> _Goal of the exercise_
Show each line of the entries below that contains the word "pile".

--- start Given records ---

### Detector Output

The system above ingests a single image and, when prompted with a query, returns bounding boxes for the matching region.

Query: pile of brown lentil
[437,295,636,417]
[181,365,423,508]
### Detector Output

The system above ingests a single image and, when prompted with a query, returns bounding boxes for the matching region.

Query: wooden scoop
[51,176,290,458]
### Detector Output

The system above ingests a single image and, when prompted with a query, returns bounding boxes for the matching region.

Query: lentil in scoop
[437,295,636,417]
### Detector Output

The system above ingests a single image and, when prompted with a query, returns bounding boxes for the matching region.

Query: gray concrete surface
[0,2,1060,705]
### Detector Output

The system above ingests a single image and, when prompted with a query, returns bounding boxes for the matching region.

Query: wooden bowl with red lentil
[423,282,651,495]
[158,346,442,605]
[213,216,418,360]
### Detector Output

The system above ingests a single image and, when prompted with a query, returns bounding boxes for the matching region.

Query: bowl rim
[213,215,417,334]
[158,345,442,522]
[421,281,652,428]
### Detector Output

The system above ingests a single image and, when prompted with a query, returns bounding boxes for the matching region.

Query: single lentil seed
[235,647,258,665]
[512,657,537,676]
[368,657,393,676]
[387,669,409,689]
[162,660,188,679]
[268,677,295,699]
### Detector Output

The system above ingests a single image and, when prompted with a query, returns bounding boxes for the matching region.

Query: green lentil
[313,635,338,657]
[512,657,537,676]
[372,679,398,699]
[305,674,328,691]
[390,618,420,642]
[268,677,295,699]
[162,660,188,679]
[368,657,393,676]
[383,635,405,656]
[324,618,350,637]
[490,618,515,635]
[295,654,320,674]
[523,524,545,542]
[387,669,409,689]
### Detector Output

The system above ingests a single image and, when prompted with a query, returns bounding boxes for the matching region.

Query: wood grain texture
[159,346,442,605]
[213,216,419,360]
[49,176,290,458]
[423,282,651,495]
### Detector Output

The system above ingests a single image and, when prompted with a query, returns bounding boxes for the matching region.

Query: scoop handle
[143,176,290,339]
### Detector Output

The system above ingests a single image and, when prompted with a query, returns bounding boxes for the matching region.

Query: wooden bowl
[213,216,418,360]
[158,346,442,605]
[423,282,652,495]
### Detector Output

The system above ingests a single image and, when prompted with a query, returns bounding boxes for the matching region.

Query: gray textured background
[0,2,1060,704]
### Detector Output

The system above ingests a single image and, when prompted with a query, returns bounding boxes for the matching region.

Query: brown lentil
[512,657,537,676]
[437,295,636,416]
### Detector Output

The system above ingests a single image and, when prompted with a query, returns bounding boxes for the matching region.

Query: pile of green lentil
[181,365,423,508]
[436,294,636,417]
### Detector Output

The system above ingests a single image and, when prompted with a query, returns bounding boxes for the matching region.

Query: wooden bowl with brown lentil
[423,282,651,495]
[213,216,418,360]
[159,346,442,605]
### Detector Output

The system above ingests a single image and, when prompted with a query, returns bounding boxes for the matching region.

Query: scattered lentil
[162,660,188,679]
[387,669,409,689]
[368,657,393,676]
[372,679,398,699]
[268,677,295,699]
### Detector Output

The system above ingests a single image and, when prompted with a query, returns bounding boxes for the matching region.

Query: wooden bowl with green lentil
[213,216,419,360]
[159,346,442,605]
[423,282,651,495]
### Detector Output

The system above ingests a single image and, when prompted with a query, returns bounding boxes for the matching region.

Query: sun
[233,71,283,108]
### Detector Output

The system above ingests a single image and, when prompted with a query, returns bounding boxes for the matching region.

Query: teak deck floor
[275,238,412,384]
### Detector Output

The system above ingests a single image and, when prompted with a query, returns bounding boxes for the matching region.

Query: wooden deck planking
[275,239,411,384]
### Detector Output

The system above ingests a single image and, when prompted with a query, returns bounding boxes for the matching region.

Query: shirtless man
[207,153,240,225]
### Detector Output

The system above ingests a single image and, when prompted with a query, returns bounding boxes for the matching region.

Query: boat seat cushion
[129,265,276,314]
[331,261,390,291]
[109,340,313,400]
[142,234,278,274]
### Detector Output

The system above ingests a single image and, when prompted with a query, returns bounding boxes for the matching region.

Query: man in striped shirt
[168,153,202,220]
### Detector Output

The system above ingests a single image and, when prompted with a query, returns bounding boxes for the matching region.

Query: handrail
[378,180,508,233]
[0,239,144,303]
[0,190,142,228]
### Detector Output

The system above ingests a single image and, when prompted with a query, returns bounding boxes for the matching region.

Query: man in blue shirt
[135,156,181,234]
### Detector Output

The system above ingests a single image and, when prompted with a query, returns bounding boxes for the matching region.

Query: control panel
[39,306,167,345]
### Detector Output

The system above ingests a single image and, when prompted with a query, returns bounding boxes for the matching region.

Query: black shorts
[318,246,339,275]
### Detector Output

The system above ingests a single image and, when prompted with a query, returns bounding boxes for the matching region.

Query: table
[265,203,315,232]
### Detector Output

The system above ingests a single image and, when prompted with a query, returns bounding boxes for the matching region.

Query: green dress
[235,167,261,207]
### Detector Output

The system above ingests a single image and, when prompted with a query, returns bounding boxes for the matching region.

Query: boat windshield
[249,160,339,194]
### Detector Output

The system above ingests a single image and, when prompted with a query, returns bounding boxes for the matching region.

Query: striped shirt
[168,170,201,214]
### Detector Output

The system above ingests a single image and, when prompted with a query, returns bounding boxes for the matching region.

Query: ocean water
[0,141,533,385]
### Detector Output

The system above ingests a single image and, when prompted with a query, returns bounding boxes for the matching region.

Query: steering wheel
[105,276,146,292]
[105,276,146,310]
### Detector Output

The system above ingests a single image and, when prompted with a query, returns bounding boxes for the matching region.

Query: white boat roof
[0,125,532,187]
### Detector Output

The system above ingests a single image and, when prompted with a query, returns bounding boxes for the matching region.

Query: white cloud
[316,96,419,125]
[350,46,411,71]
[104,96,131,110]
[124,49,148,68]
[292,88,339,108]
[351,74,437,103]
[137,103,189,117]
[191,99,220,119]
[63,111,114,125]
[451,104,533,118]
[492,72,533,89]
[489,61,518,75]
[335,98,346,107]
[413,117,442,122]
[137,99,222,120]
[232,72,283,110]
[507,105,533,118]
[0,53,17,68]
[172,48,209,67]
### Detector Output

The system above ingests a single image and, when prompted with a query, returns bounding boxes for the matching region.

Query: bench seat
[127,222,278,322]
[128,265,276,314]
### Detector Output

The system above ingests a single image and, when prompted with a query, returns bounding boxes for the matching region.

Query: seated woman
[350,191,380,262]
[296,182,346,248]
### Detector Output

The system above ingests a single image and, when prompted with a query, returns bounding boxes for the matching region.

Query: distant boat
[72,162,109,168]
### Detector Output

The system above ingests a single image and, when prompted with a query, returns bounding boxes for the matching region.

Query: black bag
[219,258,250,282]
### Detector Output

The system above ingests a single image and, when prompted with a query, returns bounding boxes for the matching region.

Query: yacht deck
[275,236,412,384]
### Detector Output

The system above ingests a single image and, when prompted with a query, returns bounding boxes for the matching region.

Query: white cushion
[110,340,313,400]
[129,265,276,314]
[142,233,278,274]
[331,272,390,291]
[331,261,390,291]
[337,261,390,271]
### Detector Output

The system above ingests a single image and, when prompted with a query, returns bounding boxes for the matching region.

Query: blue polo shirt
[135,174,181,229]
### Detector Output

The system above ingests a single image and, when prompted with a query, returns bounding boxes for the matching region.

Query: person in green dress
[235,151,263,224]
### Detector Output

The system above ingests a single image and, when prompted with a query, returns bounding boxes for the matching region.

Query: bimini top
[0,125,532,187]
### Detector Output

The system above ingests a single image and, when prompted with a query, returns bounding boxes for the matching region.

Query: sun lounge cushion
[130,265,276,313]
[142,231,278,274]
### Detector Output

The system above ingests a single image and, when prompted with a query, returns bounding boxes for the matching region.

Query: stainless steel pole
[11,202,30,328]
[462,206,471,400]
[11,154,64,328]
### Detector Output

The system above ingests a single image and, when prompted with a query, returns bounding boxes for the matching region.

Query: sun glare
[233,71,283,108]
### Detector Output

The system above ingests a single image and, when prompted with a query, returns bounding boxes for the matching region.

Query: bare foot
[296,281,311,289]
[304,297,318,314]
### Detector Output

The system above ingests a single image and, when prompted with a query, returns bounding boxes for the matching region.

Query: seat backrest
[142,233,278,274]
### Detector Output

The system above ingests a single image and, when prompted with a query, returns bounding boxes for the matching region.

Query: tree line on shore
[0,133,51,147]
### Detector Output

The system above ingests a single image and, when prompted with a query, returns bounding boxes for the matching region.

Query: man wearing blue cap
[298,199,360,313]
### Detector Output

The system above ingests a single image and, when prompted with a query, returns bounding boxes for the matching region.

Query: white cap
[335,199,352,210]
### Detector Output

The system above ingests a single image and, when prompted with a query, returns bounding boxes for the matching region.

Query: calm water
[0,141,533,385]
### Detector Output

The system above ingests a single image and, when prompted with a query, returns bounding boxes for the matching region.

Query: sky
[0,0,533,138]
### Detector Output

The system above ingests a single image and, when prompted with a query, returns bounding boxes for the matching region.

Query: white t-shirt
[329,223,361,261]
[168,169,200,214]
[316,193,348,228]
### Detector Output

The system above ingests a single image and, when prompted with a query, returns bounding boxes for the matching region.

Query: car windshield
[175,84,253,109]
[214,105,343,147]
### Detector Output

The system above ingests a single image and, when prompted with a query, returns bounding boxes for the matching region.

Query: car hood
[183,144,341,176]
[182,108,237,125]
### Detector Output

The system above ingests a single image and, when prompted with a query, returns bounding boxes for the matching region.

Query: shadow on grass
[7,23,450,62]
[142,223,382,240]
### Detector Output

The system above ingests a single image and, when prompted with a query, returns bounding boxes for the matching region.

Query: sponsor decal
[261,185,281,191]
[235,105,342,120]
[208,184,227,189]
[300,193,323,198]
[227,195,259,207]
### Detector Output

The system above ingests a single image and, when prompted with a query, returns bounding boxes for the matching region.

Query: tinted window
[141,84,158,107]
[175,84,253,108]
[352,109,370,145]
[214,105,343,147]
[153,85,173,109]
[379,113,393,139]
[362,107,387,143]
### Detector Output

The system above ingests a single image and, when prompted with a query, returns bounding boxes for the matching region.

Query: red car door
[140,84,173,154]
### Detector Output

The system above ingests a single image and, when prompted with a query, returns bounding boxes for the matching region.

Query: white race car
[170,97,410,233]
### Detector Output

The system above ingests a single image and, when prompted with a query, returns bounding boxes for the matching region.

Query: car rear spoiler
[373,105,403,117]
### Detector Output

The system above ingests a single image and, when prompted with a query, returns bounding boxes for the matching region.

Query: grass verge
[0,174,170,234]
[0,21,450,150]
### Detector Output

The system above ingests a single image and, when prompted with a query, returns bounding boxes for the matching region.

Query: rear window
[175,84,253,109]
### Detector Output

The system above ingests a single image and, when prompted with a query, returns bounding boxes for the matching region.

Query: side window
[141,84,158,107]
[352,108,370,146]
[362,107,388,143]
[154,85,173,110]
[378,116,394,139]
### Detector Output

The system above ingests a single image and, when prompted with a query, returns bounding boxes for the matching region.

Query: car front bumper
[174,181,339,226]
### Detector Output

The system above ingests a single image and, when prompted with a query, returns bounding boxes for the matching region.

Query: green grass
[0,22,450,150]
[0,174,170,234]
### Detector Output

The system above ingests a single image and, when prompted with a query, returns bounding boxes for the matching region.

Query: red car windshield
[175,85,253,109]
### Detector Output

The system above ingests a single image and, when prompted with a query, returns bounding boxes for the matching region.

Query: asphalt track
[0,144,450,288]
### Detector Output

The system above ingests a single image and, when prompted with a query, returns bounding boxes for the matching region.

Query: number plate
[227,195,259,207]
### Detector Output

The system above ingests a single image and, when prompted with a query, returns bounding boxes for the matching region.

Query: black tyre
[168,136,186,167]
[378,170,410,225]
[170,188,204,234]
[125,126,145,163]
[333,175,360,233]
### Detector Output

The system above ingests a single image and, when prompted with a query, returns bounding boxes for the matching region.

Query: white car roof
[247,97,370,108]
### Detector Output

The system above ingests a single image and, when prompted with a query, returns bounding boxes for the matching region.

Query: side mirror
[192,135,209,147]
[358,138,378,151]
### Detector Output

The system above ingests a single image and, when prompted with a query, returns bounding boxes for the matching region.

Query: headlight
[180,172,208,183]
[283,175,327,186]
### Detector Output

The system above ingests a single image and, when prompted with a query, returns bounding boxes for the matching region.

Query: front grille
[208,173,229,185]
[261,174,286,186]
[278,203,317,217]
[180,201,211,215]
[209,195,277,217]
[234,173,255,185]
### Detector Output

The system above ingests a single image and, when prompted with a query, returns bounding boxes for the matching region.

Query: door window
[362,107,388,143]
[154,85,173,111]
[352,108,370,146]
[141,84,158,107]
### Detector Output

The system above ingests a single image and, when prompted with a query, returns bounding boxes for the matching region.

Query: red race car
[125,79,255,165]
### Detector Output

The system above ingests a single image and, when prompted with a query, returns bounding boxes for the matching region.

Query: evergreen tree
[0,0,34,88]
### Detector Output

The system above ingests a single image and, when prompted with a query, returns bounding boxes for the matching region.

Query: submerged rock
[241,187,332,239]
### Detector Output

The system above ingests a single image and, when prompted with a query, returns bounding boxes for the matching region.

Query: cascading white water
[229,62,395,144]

--- end Given records ---

> _Correct output_
Query: pile of brown lentil
Query: pile of green lentil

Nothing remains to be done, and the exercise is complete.